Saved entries
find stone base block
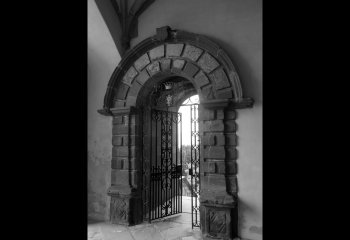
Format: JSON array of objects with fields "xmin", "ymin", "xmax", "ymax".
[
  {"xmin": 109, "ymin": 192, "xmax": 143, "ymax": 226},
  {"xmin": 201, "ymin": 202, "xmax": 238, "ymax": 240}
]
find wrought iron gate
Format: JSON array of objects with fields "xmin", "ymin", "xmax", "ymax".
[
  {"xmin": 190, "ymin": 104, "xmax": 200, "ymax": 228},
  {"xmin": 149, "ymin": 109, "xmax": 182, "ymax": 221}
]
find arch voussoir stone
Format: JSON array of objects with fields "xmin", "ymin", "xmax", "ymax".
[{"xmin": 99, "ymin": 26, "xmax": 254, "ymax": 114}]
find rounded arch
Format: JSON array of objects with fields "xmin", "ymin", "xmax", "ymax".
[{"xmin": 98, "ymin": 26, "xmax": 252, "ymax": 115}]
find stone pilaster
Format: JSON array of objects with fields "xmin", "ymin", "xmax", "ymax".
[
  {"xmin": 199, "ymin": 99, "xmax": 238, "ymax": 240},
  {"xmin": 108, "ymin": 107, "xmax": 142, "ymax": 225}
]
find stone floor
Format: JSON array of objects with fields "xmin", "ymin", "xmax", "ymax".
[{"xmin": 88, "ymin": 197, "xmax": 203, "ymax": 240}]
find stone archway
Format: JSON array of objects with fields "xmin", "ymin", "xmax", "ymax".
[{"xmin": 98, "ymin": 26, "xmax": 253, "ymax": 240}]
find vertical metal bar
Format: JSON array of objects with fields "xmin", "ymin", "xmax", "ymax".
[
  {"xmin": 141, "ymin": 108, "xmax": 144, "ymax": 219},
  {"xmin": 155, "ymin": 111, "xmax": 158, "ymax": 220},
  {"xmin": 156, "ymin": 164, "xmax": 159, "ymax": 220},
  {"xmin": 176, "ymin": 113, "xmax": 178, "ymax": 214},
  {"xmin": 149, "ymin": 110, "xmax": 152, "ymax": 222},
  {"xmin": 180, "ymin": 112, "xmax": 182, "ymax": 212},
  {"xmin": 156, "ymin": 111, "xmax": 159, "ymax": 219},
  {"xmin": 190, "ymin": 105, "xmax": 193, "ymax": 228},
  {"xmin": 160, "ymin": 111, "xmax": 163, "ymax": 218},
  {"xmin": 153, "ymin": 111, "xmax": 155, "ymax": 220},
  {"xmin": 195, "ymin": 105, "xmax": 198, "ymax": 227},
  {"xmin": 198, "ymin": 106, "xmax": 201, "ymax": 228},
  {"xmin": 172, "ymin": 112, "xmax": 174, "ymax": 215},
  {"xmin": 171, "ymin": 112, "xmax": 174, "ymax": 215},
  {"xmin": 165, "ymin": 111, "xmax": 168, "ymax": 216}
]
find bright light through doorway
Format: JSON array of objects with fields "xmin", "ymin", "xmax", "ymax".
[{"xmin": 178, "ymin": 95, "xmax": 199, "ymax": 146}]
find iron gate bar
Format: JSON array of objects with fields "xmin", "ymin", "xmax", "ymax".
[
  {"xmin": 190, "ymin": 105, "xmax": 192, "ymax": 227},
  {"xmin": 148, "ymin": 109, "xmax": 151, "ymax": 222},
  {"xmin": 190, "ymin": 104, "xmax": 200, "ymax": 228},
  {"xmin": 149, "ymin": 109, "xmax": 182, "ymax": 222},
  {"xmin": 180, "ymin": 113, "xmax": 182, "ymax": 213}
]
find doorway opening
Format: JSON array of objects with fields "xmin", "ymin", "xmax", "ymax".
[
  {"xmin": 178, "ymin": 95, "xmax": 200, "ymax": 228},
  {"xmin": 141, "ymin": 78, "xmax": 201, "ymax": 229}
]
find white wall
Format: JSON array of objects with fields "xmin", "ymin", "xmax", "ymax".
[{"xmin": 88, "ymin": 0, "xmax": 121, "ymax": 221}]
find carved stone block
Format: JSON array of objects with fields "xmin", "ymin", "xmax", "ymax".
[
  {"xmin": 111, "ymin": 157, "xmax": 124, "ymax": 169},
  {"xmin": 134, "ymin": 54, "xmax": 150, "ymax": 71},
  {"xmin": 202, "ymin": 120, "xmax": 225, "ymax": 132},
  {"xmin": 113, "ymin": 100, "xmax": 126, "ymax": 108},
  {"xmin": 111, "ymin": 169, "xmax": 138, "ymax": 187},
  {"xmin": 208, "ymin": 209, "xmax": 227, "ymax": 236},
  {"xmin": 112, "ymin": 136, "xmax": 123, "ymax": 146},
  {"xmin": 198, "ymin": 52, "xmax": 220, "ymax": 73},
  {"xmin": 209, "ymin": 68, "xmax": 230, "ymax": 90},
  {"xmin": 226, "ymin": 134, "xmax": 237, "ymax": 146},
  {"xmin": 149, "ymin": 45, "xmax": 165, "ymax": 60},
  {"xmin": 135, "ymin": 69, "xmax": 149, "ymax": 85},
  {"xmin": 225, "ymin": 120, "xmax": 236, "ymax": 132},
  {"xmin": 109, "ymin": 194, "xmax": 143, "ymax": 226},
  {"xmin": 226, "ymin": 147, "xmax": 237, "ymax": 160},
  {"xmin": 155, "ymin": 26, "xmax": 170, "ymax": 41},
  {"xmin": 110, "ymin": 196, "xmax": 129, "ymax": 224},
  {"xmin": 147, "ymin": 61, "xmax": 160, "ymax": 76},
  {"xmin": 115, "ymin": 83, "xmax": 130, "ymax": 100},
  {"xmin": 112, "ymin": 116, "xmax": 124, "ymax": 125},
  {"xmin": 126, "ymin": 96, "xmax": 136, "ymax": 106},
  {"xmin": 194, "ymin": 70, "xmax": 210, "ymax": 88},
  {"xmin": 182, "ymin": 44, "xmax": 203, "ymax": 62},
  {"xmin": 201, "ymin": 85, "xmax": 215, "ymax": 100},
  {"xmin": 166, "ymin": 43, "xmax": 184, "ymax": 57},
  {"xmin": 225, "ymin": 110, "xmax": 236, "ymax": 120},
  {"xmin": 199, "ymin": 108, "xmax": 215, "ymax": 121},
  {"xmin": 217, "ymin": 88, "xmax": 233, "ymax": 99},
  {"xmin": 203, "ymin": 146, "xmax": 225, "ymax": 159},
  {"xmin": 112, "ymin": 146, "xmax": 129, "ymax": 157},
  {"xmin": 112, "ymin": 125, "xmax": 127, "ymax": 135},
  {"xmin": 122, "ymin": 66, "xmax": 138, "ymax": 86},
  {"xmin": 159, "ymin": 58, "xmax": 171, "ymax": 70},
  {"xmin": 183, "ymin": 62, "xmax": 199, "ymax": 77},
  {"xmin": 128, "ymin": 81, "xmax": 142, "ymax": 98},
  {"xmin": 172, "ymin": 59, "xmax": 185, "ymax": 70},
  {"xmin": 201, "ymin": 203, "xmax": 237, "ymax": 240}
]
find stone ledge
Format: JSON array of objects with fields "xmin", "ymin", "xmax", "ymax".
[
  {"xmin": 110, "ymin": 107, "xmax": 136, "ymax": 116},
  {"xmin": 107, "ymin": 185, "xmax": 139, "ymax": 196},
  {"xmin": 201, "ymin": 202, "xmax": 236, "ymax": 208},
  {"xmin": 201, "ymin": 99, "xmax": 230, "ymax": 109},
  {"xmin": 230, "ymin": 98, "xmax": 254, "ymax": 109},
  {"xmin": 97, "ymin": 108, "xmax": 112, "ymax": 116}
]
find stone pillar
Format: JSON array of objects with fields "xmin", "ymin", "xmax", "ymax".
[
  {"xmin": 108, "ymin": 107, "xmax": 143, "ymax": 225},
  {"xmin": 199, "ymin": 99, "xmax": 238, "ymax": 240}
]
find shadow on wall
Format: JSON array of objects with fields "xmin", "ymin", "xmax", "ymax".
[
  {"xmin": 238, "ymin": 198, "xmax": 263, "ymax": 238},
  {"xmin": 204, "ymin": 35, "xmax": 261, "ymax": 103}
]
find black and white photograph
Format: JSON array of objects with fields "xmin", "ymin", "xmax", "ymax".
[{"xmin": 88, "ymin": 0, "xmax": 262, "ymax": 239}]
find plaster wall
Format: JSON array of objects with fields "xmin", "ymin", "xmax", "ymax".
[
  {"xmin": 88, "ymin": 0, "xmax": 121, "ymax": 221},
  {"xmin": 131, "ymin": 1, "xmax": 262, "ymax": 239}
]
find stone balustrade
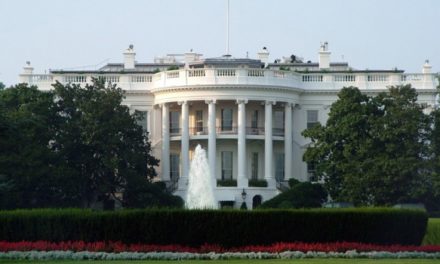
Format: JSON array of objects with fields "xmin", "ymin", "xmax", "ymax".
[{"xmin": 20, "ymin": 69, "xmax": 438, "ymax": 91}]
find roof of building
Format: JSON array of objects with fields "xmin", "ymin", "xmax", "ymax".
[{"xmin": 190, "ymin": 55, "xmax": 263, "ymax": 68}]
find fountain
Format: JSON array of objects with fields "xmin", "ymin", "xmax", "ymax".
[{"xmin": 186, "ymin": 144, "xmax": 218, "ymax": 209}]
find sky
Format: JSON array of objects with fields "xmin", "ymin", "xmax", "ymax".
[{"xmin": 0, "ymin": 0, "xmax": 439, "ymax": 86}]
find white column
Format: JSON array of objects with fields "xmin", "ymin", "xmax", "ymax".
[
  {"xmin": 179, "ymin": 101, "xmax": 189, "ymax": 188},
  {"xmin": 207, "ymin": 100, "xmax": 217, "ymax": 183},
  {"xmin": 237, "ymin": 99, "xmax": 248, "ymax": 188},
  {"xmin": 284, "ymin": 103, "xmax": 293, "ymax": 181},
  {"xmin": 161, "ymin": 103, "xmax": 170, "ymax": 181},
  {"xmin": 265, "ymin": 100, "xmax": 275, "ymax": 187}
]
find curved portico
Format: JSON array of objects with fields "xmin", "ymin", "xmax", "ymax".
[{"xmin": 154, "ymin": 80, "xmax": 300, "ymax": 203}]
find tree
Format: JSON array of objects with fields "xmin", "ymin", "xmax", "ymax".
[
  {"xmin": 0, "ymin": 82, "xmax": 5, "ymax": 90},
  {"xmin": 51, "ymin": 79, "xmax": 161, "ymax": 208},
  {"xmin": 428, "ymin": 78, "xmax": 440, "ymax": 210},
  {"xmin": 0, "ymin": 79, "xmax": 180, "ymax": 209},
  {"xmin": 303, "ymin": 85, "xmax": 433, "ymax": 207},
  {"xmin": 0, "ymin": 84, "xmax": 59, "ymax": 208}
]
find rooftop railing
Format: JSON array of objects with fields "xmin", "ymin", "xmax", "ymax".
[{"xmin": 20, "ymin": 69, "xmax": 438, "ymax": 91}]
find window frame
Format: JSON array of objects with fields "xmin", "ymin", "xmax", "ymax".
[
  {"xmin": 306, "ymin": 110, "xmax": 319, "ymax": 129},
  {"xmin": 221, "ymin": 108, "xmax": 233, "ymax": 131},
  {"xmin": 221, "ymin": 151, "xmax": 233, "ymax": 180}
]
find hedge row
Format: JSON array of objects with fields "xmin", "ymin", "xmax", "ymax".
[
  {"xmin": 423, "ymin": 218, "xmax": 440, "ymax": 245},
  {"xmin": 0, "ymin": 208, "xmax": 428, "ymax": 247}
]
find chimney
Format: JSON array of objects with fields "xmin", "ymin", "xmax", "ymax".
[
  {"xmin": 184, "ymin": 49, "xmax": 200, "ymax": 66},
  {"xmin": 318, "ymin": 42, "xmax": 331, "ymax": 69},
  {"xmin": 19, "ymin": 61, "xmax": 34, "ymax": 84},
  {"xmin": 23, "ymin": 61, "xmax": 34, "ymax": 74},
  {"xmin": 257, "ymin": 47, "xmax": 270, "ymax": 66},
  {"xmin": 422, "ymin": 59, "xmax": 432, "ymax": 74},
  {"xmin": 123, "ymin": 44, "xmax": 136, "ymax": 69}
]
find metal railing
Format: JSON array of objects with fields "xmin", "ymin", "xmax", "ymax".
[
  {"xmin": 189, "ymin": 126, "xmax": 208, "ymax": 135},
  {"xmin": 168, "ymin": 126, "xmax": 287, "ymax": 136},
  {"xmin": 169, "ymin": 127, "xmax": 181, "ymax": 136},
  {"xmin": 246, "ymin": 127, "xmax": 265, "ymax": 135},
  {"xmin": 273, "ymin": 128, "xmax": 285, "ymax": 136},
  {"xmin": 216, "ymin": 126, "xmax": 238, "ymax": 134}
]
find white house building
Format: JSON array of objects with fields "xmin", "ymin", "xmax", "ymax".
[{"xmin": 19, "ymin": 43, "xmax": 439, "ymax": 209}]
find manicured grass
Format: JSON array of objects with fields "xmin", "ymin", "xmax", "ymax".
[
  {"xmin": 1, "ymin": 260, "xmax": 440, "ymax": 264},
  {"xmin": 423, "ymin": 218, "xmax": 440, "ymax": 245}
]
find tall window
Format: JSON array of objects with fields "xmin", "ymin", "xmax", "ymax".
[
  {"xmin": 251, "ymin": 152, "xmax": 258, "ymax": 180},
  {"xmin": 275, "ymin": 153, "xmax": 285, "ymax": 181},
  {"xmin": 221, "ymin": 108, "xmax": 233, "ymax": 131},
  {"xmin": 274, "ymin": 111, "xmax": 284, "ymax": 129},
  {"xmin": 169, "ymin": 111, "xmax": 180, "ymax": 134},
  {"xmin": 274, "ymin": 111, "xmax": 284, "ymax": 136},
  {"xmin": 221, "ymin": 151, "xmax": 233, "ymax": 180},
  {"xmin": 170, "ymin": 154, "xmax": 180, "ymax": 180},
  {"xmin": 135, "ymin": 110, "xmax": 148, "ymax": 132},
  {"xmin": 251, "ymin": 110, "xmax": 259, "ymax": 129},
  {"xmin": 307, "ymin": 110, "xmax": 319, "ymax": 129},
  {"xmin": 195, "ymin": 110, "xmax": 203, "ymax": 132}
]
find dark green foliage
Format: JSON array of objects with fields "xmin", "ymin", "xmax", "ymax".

● Assigned task
All that is wanted is the stretch of lines above from the one containing "find rounded arch" through the one containing "find stone floor", duplicated exactly.

● Output below
find rounded arch
Format: JSON array of objects with fields "xmin", "ymin", "xmax", "ymax".
[{"xmin": 98, "ymin": 26, "xmax": 252, "ymax": 115}]
find stone pilaster
Format: JSON array of objects with fields "xmin", "ymin", "xmax", "ymax".
[
  {"xmin": 199, "ymin": 99, "xmax": 238, "ymax": 240},
  {"xmin": 108, "ymin": 107, "xmax": 142, "ymax": 225}
]
find stone floor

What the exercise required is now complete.